Data extracted from a collection -
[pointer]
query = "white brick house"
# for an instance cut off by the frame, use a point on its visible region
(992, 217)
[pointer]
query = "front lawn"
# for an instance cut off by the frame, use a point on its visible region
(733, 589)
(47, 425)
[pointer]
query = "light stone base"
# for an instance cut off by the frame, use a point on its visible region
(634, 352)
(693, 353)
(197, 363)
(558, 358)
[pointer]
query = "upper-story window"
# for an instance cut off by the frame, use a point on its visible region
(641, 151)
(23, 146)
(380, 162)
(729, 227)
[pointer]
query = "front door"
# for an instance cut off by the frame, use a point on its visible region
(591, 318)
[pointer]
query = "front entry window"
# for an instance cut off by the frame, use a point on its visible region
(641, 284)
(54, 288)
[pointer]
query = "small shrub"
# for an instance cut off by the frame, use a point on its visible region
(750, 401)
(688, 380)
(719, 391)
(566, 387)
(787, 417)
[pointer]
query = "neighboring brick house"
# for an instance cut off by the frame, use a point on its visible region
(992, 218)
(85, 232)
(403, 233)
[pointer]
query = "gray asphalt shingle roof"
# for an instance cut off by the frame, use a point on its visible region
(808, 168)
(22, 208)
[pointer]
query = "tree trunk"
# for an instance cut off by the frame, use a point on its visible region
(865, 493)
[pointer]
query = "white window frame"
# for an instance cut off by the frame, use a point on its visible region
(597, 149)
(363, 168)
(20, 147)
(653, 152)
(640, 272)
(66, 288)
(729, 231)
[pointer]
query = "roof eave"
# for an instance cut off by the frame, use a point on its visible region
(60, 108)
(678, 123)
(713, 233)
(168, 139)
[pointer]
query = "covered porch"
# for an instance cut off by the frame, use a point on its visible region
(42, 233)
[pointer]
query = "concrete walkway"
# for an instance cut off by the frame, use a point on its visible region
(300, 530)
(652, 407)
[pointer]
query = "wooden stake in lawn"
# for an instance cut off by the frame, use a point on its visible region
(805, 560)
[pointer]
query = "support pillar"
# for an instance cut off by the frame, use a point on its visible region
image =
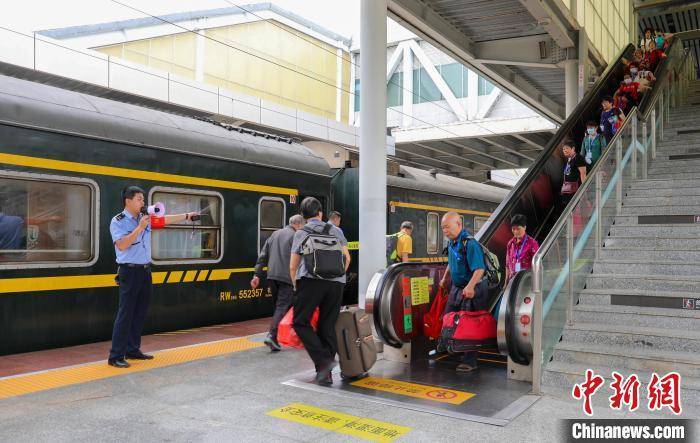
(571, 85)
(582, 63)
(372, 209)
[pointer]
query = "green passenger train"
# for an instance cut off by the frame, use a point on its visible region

Task objective -
Check the data for the word "window" and pull out the lines that have it.

Answer to the problem -
query = "upper-story window"
query = "front entry window"
query = "white window frame"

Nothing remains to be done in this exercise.